Page extract section start
Editors' Picks



Just as many readers have a favorite piece from a past issue, the Bellevue Literary Review editors have writings that have resonated with them long after publication. These are pieces that stood out in the slush pile, that are still vivid even years after first reading them. These stories, essays, and poems are particularly engaging and thought-provoking—the writing smart and alive—and deserving of another turn in the spotlight.

In our Editor’s Picks series, we showcase these favorites alongside commentary from the editor who selected the piece. Check back as this list grows, and also explore our archive to find some of your own favorites.

We hope you enjoy the stories, essays, and poems selected as Editors’ Picks.



Amanda McCormick
Amanda McCormick

"White Space" by Amanda McCormick

"Even the title, 'White Space,' connotes the heart’s core of that time. Empty. Blown away. A survivor’s emptiness, stunned lack. It’s interesting that the BLR has received few submissions touching on this trauma. But this one is sufficient: it is a masterpiece.”

-Suzanne McConnell, Fiction Editor

 
Hollis Seamon
Hollis Seamon

 

"The Plagiarist" by Hollis Seamon

"I first read this story nearly ten years ago, and can remember nearly every detail. I've used the story with my interns in the hospital, and even went to the trouble to look up every poetic reference. One of our reviewers wrote: 'expertly written, gripping, intelligent.' I couldn't agree more."

- Danielle Ofri, Editor-in-Chief
 
Virginia Chase Sutton
Virginia Chase Sutton

"Lithium and the Absence of Desire" by Virginia Chase Sutton

"One poet whose work leapt out of the slush pile in the early years of BLR was Virginia Chase Sutton. She tackled the subject of mental illness with strength and grace. She wrote about depression's 'gray clouds...shriveling the shoreline' and the manic sense of a sun 'as it burns rock to fire.' Her poems were filled with grit and love. Her narrators helped their own and their loved ones' periodic journeys through dark fields."
Page extract section end
• [Task requirements]
**1)** Answer these questions from the Editors' Picks page.
(a) Which editor selected "White Space," and what is her title?
(b) How long ago did the Editor-in-Chief first read "The Plagiarist"?
(c) What subject did Virginia Chase Sutton tackle in her poems?
**2)** Quote the stretch of the Editors' Picks page from "Editors' Picks" through "in the spotlight.".
The entries on this page come from a different source than the Editors' Picks page.
Entries supplied section start
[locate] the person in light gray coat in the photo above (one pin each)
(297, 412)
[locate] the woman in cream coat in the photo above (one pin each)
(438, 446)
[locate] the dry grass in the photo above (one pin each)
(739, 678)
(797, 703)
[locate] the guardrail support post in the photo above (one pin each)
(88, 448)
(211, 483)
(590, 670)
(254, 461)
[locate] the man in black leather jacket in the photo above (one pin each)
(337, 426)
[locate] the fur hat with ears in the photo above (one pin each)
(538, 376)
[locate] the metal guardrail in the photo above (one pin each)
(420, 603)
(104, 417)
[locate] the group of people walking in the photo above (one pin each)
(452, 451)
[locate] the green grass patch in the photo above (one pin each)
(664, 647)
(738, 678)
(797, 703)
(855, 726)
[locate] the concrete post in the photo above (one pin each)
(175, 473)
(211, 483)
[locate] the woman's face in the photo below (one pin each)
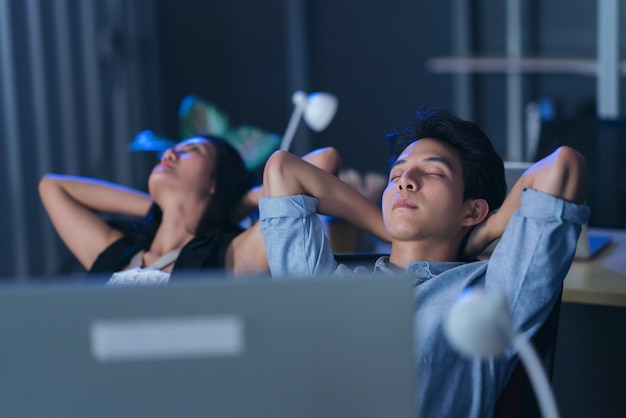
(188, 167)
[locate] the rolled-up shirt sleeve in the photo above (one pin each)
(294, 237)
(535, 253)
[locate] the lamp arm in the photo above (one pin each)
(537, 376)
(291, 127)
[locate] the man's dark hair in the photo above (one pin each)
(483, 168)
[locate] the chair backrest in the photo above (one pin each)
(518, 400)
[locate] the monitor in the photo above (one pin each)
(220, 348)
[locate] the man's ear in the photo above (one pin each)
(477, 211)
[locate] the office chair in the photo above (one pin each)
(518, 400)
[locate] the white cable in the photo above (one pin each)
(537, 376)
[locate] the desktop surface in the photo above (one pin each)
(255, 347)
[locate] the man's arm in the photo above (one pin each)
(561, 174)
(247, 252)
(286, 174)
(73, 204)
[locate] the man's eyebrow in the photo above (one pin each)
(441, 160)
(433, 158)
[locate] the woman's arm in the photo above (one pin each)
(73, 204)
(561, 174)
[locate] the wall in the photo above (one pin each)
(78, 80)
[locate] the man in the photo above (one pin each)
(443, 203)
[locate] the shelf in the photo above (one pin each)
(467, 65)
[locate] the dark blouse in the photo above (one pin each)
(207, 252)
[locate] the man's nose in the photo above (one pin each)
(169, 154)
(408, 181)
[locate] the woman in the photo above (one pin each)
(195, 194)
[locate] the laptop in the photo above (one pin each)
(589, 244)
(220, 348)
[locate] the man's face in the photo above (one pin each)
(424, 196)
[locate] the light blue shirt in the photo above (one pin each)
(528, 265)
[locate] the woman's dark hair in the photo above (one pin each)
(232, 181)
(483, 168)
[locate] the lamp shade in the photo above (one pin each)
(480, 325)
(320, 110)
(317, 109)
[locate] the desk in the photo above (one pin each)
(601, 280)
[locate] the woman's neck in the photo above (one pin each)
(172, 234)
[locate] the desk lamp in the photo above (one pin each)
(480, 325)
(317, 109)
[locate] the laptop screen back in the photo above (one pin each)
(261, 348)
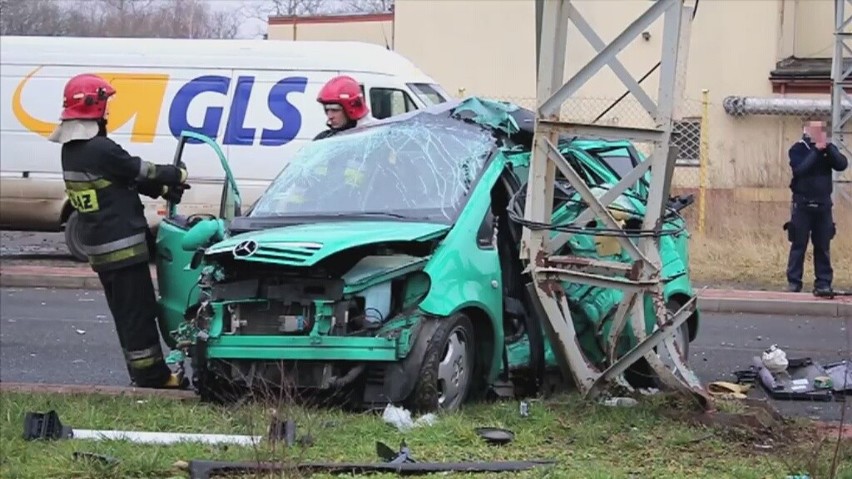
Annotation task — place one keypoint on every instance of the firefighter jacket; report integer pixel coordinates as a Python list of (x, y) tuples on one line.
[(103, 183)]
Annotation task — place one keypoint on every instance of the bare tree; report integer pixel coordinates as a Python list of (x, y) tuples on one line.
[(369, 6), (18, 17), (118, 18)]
Entries supplied section end
Entries supplied section start
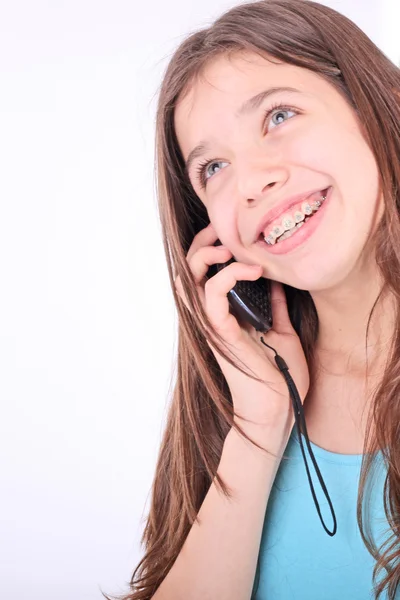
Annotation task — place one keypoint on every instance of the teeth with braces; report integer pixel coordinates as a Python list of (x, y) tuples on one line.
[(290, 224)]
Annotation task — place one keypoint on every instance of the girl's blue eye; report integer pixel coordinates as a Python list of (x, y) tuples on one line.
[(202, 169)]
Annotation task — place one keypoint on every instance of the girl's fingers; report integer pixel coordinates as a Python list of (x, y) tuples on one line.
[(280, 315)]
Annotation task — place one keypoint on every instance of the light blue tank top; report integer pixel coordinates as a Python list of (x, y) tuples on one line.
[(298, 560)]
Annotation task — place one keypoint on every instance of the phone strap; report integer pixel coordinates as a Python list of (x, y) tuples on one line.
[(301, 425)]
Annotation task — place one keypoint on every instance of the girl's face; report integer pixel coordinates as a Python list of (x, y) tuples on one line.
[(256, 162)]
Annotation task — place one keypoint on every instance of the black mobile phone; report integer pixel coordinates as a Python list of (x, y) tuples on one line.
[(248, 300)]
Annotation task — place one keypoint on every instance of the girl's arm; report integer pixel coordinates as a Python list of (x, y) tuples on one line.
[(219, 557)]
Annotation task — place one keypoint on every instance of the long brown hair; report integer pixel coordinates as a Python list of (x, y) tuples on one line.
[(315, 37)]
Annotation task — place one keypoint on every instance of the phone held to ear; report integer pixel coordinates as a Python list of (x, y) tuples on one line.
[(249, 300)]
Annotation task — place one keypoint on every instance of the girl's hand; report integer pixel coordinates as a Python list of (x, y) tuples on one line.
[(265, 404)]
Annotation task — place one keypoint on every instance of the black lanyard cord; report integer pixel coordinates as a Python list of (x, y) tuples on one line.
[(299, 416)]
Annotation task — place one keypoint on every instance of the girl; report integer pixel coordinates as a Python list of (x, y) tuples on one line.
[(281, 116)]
Entries supplied section end
• [Written responses]
**1)**
(a) Suzanne McConnell, Fiction Editor
(b) Nearly ten years ago
(c) Mental illness

**2)**
Editors' Picks



Just as many readers have a favorite piece from a past issue, the Bellevue Literary Review editors have writings that have resonated with them long after publication. These are pieces that stood out in the slush pile, that are still vivid even years after first reading them. These stories, essays, and poems are particularly engaging and thought-provoking—the writing smart and alive—and deserving of another turn in the spotlight.